● **Exercise directions**: Only the text of the entries below should appear in your exact transcription; leave out every picture.

========

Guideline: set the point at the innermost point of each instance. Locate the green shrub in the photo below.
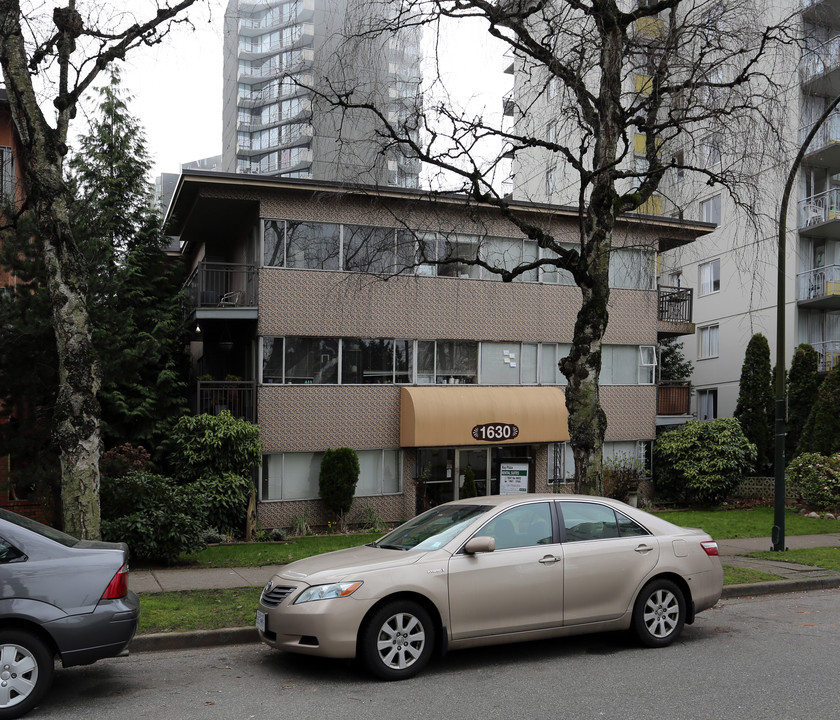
(337, 480)
(622, 475)
(227, 498)
(213, 445)
(817, 479)
(156, 517)
(702, 462)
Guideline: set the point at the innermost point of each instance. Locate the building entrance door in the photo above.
(478, 460)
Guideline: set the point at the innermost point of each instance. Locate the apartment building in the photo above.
(278, 56)
(730, 274)
(435, 369)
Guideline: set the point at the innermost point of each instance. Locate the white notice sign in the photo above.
(513, 478)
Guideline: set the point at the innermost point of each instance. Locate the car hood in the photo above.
(339, 564)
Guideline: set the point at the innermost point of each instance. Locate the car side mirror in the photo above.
(482, 543)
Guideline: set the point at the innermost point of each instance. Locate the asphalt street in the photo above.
(748, 658)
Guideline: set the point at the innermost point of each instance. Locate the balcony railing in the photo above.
(222, 285)
(819, 208)
(675, 304)
(820, 60)
(673, 398)
(818, 283)
(829, 354)
(214, 396)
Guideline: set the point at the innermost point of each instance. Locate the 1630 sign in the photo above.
(495, 432)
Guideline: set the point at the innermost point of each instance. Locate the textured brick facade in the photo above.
(331, 304)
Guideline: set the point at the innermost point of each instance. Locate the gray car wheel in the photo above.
(397, 640)
(659, 613)
(26, 672)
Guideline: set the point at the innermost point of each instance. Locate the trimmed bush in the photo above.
(337, 480)
(817, 479)
(158, 518)
(702, 462)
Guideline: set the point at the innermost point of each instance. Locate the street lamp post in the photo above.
(778, 534)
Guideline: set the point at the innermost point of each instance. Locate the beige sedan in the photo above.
(493, 570)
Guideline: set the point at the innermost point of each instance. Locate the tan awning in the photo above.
(444, 416)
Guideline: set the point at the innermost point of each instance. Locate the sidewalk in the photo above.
(796, 578)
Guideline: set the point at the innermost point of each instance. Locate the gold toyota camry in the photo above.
(492, 570)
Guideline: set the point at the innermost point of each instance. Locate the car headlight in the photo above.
(327, 592)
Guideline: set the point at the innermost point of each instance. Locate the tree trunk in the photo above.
(76, 416)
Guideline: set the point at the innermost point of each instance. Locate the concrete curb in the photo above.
(245, 635)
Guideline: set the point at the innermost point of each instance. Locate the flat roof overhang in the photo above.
(444, 416)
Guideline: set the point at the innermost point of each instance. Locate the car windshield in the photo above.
(37, 527)
(432, 529)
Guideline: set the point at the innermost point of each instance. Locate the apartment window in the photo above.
(709, 277)
(647, 365)
(710, 151)
(710, 210)
(707, 404)
(708, 337)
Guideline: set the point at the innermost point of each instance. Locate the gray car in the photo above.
(59, 596)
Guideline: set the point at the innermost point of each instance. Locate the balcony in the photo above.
(819, 215)
(222, 290)
(675, 311)
(214, 396)
(824, 150)
(829, 355)
(819, 288)
(673, 398)
(819, 70)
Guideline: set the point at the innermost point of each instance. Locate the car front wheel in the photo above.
(397, 640)
(659, 613)
(26, 672)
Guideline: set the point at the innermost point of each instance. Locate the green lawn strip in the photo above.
(258, 554)
(827, 557)
(198, 610)
(756, 522)
(738, 576)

========

● **Response below**:
Guideline: set the point at the innermost point of each instance. Locate the green shrub in the photo below.
(337, 480)
(622, 475)
(227, 498)
(213, 445)
(817, 479)
(156, 517)
(702, 462)
Guideline: set the point at the innermost point of each instance. Locate the building entrance door in the photo above.
(478, 460)
Guideline: set the point at the innermost point of each instance. Locate the apartment building in the photo above.
(278, 56)
(730, 274)
(435, 369)
Guideline: set the point at the innermost point of each instance. Locate the white notice sign in the photo above.
(513, 478)
Guideline: set the point at the innermost point of each instance. Locate the car hood in the photo above.
(339, 564)
Guideline: set the point at the innermost point of each instance. Locate the car side mirror in the photo above.
(482, 543)
Guideline: set the point at the innermost point of each instance. Locate the asphalt street in the photo above.
(748, 658)
Guideline: set the point at the innermost point of each instance. Locate the balcony railing in the photo above.
(222, 285)
(819, 208)
(675, 304)
(820, 60)
(673, 398)
(818, 283)
(829, 354)
(214, 396)
Guideline: set the point at the innermost point of each instance. Locate the 1630 sign in the photo above.
(495, 432)
Guideline: set the point at the innermost point of each instance. Locate the textured brick facade in the photo above.
(331, 304)
Guideline: set the point at the innermost point of each instance. Locate the gray car wheel in the photo above.
(397, 640)
(659, 613)
(26, 672)
Guideline: set the point at the innermost point of each instance. Locate the trimmed bush in the photo above.
(337, 480)
(817, 479)
(158, 518)
(702, 462)
Guideline: set the point at the innermost point of each instance. Locate the street lamp post in the photo above.
(778, 534)
Guideline: set the point at the innermost point of each instance. Locate the beige sedan in the photo above.
(493, 570)
Guideline: set the point at the innermost point of each instance. Locate the tan awning in the photo above.
(444, 416)
Guideline: set the point at the innermost point of each instance. Locate the sidewalk in the photo above.
(796, 578)
Guideline: set the point at the innermost point of each instance. Locate the gold toyota camry in the photo above.
(492, 570)
Guideline: set the point at the innermost point of each instance. Locate the car headlight in the photo above.
(327, 592)
Guideline: set the point at the innermost point of each instance. Locate the tree trunk in the photo above.
(76, 416)
Guideline: set the point at the innermost point of each instance. Locate the concrete curb in the photo above.
(245, 635)
Guideline: set the point at the innermost point of each instance. Locate the flat roof overhang in the photo above.
(444, 416)
Guideline: set the point at the innermost point of each instance. Locate the car windshield in the photo above.
(37, 527)
(432, 529)
Guideline: set the point at the innermost point of each instance. Locate the apartment window in the photo above.
(709, 277)
(647, 365)
(710, 151)
(710, 210)
(707, 404)
(708, 337)
Guideline: set the point at the innermost point of each instance. Locate the gray car in the photo above.
(59, 596)
Guideline: set the point at the innermost point of each instance. Locate the balcony in the photo above.
(819, 215)
(222, 290)
(675, 311)
(214, 396)
(824, 150)
(829, 355)
(819, 288)
(673, 398)
(819, 70)
Guideline: set the point at the innermost point of each instance. Locate the car front wheel in the photo above.
(397, 640)
(659, 613)
(26, 672)
Guideline: set the point at the innermost point of each instance. Locate the green lawn strip in the photo above.
(258, 554)
(827, 557)
(198, 610)
(756, 522)
(738, 576)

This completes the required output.